WORK TO COMPLETE
The entries below must be transcribed exactly. Leave nothing out.

Stored data entries

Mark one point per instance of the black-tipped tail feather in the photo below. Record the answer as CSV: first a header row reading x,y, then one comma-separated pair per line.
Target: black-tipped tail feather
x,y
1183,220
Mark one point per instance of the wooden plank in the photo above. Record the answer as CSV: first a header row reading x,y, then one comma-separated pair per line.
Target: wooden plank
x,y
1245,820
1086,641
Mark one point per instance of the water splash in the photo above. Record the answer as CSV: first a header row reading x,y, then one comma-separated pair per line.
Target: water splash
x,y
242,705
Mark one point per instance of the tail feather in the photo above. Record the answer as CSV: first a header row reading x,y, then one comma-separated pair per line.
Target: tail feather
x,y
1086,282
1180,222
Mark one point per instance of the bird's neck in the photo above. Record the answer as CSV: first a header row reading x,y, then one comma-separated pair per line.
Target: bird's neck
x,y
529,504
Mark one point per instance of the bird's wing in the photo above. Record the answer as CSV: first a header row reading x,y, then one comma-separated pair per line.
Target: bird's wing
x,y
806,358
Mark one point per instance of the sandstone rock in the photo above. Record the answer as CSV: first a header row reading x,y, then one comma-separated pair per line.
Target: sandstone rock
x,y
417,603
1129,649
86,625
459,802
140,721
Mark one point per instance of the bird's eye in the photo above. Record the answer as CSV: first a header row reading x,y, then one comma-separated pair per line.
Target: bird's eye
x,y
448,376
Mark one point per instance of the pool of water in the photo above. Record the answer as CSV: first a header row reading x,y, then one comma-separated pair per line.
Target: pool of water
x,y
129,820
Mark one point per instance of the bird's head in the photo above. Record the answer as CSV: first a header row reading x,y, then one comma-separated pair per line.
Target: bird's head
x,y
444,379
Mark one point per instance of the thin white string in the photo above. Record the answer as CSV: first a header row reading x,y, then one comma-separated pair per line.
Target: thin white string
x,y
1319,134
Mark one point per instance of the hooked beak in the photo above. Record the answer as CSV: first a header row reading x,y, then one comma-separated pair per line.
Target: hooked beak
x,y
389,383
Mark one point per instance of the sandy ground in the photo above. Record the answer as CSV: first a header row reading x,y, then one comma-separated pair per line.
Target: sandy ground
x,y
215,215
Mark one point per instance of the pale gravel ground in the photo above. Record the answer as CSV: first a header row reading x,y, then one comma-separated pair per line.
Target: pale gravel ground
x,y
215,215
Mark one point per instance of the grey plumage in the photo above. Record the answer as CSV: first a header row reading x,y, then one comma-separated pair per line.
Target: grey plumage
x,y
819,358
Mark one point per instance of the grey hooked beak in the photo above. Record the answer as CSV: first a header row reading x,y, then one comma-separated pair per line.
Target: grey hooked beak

SOLUTION FOR THIS PROBLEM
Mark one point per instance of the black-tipped tail feather in the photo below. Record the answer as CSV: first a header row reading x,y, then one comma-separated pair per line.
Target: black-tipped tail feather
x,y
1183,220
Mark one point per instance of the wooden plank in the photo above. Record the answer as CSV: first a header row reading x,y, then one comma-separated pair per line.
Target: wooden plank
x,y
1245,820
1086,641
Mark one point per instance of the water splash in the photo above. Record the answer as CSV: first a header row reading x,y, then one comma-separated pair per line.
Target: water splash
x,y
242,705
Mark one point per instance of the tail feather in the photo above. Record the answer as CSV: first a header row reading x,y, then one comma-separated pair per line.
Target: tail feather
x,y
1086,282
1180,222
Mark one point per instance of the bird's neck in the photo above. Record the answer as CSV: first a header row reading x,y, then one comma-separated pair per line.
Target: bird's neck
x,y
529,504
Mark one point per instance of the bird's wing in the photo above. Record the answer as CSV: first a header row reading x,y, then one comma-separated pair per line.
Target: bird's wing
x,y
806,358
Mark one point per instance of the sandstone rock in the photo above. Record the answer as CSV: first a header row reading x,y, then one comma-separated pair per line.
Target: sandstone rock
x,y
417,603
1129,649
86,625
459,802
140,721
Mark one point per instance of the bird's eye in the photo above. Record the answer as CSV: first a header row reading x,y, then one comma-separated pair per line.
Target: bird's eye
x,y
448,376
Mark one point per instance of the pool of water in the photo above. Record the answer as CSV: first a header row reading x,y, then one comma-separated pair per line.
Target: pool of water
x,y
129,820
Mark one point per instance of the bird's head in the photo above. Record the answer as CSV: first a header row reading x,y, then one comma-separated pair per line.
Target: bird's head
x,y
444,379
Mark one point per instance of the thin white string in the photo above. Record the answer as CSV: first a header row reading x,y, then one comma-separated pair per line.
Target: thin white string
x,y
1319,134
Mark one point per instance of the hooked beak in the photo above. Record the answer as CSV: first a header row reading x,y, then one comma-separated pair per line.
Target: hooked beak
x,y
389,383
Mark one point per instance of the sandy ground in the photo above. Record the answer as CSV: first a header row reading x,y, then one comma-separated pair per line.
Target: sandy ground
x,y
215,215
Mark one point per instance of the pale gravel ground in the photo above. Record the answer as CSV: first a header row reading x,y, then one comma-separated pair per line.
Target: pale gravel ground
x,y
215,215
Mark one point per instance of the grey plumage in the photo above. Record the answer as CSV: first a header row reading x,y, then one comma-separated pair per line.
Target: grey plumage
x,y
819,358
Mark one point per instance of the grey hooked beak in the photo above. Record the answer as CSV: first a header row reading x,y, then one comma-separated pair per line.
Target: grey hooked beak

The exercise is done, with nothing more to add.